***** Reading passage
Thread: Slow duplicate deletes

Slow duplicate deletes

From
DrYSG
Date:
I have a large table (20M records) but mostly short text fields. There are
duplicates that I am trying to remove.  I have a bigseriel index that I
unique, but duplicates in another field.

I have an 8 core, 12GB memory computer with RAID disks.

This request has been running for 70 hours (is it safe to kill it?).

How can I make this run faster? This is a one time processing task, but it
is taking a long time.

DELETE FROM portal.metadata
WHERE idx NOT IN
(
    SELECT MIN(idx)
    FROM portal.metadata
    GROUP BY "data_object.unique_id"
);

CREATE TABLE
    metadata
    (
        data_object.unique_id CHARACTER(64) NOT NULL,
        size_bytes BIGINT,
        object_date TIMESTAMP(6) WITHOUT TIME ZONE,
        object_type CHARACTER VARYING(25),
        classification CHARACTER VARYING(7),
        object_source CHARACTER VARYING(50),
        object_managed_date TIMESTAMP(6) WITHOUT TIME ZONE,
        clevel INTEGER,
        fsctlh CHARACTER VARYING(50),
        oname CHARACTER VARYING(40),
        description CHARACTER VARYING(80),
        horizontal_datum CHARACTER VARYING(20),
        do_location CHARACTER VARYING(200),
        elevation_ft INTEGER,
        location USER-DEFINED,
        idx BIGINT DEFAULT nextval('portal.metadata_idx_seq'::regclass) NOT
NULL,
        bbox CHARACTER VARYING(160),
        CONSTRAINT MetaDataKey PRIMARY KEY (idx)
    )


--
View this message in context: http://postgresql.1045698.n5.nabble.com/Slow-duplicate-deletes-tp5537818p5537818.html
Sent from the PostgreSQL - novice mailing list archive at Nabble.com.

Re: Slow duplicate deletes

From
DrYSG
Date:
Actually, I have 24GB, but my question remains: How can I speed this up? and
can I kill the current SQL command (running in pgAdmin).
**********
***** Exercise data
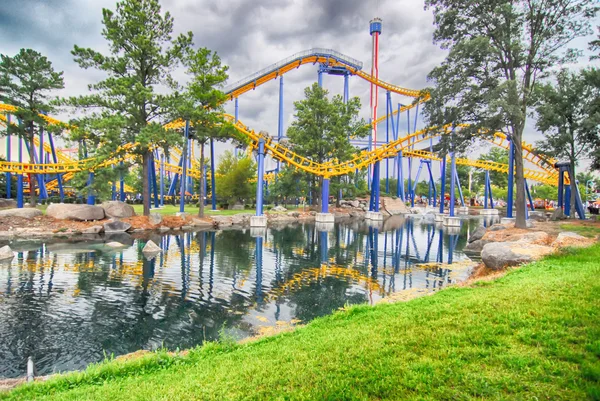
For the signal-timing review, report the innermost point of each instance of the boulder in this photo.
(155, 218)
(567, 238)
(6, 253)
(27, 213)
(117, 209)
(497, 255)
(116, 226)
(63, 211)
(151, 248)
(92, 230)
(477, 234)
(8, 203)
**********
- _Tasks to complete_
1. Reproduce the passage of the thread on slow duplicate deletes from "I have an 8" up to and including "SELECT MIN(idx)".
2. Write out the entire listing that follows the thread, line for line and without changes, leaving out the pictures.

- _Responses in order_
1.
I have an 8 core, 12GB memory computer with RAID disks.

This request has been running for 70 hours (is it safe to kill it?).

How can I make this run faster? This is a one time processing task, but it
is taking a long time.

DELETE FROM portal.metadata
WHERE idx NOT IN
(
    SELECT MIN(idx)

2.
For the signal-timing review, report the innermost point of each instance of the boulder in this photo.
(155, 218)
(567, 238)
(6, 253)
(27, 213)
(117, 209)
(497, 255)
(116, 226)
(63, 211)
(151, 248)
(92, 230)
(477, 234)
(8, 203)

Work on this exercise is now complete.